BEGIN Records for processing

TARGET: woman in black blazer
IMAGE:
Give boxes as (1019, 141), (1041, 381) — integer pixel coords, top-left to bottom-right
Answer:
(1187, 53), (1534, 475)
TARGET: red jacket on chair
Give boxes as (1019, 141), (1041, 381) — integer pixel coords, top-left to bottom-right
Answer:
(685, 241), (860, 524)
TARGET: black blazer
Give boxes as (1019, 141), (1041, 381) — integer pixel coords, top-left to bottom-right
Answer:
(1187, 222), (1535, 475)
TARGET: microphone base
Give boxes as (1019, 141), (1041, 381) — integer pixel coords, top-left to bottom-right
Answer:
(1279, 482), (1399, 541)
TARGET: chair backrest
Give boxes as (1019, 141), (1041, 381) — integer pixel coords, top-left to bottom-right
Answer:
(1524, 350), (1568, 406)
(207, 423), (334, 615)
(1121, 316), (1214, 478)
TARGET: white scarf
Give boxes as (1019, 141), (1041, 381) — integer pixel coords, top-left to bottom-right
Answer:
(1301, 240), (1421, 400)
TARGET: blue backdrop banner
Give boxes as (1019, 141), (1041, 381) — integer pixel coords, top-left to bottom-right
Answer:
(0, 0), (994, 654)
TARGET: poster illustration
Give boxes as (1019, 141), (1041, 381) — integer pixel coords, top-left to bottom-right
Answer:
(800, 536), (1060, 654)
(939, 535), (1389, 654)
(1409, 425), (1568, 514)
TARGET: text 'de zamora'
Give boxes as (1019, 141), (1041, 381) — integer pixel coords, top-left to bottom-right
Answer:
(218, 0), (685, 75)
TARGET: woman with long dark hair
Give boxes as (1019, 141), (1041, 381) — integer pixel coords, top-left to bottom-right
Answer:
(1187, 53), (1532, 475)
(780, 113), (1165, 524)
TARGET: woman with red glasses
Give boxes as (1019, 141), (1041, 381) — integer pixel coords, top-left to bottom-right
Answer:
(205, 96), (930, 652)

END Records for processing

» **Instruction**
Show every line above that contains the string "woman", matching case exactly.

» **Exercise solution**
TARGET: woman in black blazer
TARGET: woman with long dark hair
TARGET: woman with red glasses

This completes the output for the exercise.